● What to work on:
Could you write the entries out again, exactly as they are?

[Records drawn from a dataset]
========

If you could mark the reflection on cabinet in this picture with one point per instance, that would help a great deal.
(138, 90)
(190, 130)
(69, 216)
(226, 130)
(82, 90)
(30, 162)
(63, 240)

========

● Exercise result:
If you could mark the reflection on cabinet in this picture with one point per instance, that would help a great deal.
(138, 90)
(190, 130)
(69, 216)
(226, 130)
(82, 90)
(30, 162)
(63, 240)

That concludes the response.